GIVEN INSTRUCTION
Could you repeat every one of the records below word for word, leaving nothing out and changing nothing?

Collected data entries

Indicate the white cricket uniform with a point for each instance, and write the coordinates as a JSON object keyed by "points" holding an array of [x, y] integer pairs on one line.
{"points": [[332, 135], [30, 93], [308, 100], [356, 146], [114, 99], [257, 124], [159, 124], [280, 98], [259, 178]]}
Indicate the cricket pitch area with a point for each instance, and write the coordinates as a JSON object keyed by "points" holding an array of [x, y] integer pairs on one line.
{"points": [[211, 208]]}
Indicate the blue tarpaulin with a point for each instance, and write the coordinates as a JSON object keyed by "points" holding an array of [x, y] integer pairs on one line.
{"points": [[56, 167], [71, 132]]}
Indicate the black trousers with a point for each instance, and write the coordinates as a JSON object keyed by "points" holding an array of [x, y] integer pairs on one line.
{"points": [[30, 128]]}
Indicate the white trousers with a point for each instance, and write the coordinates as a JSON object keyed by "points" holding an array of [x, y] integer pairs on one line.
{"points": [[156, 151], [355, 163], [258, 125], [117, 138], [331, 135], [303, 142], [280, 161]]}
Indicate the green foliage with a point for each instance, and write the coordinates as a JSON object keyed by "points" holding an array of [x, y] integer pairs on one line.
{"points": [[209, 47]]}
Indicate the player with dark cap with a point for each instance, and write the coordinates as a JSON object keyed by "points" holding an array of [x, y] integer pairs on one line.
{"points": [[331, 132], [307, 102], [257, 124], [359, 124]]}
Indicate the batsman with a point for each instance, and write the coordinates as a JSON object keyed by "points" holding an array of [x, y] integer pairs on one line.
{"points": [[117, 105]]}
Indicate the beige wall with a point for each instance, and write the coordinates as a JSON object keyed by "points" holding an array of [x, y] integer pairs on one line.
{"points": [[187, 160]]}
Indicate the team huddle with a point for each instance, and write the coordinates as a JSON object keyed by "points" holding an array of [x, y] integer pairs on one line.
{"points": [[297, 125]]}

SOLUTION TO THE EXERCISE
Indicate the white cricket uniform with a point for each instance, and write the coordinates as a JSON object keyed by "points" holding an array of [x, y] integer pairs on one line.
{"points": [[332, 135], [30, 93], [308, 100], [356, 146], [114, 99], [257, 124], [159, 124], [280, 98], [259, 178]]}
Indicate the cricket pitch area with a point for each instance, and write the coordinates as a JSON object keyed by "points" holding an array of [x, y] integer pairs on one line.
{"points": [[211, 208]]}
Indicate the blue tarpaulin with a point for each instance, and write the coordinates as a JSON object keyed by "points" holding an array of [x, y] integer pairs on one line.
{"points": [[56, 167], [71, 132]]}
Indicate the black trousers with a point for each instance, and write the coordinates as a JSON object keyed by "points" holding an array of [x, y] integer pairs on one line.
{"points": [[30, 128]]}
Indicate the white trousers with a point for each instance, and write the coordinates as a JSON object keyed by "points" holding an array of [x, y] integer pairs on one line.
{"points": [[156, 151], [355, 163], [258, 125], [117, 138], [331, 135], [303, 142], [280, 161]]}
Indicate the green foliage with a point for each instance, and write the coordinates as a JSON object keyed by "points" holding an array of [x, y] integer pairs on one line.
{"points": [[209, 47]]}
Indicate the player with dark cap with a point for each instance, and write the coordinates as a JSON object keyed by "points" holding an array of [x, y] integer pairs on one line.
{"points": [[331, 132], [307, 102], [257, 124], [359, 124]]}
Indicate the batsman with a point for each instance, and write the coordinates as a JSON object keyed by "points" holding an array of [x, y] integer pairs on one line.
{"points": [[117, 105]]}
Indicate the beige wall with a point for each instance, and write the coordinates as a JSON object keyed by "points" holding an array of [x, y] integer pairs on one line.
{"points": [[187, 160]]}
Indicate the team huddle with a point for each instance, and write the coordinates as a JSON object keyed by "points" holding an array of [x, y] integer pairs on one line.
{"points": [[297, 125]]}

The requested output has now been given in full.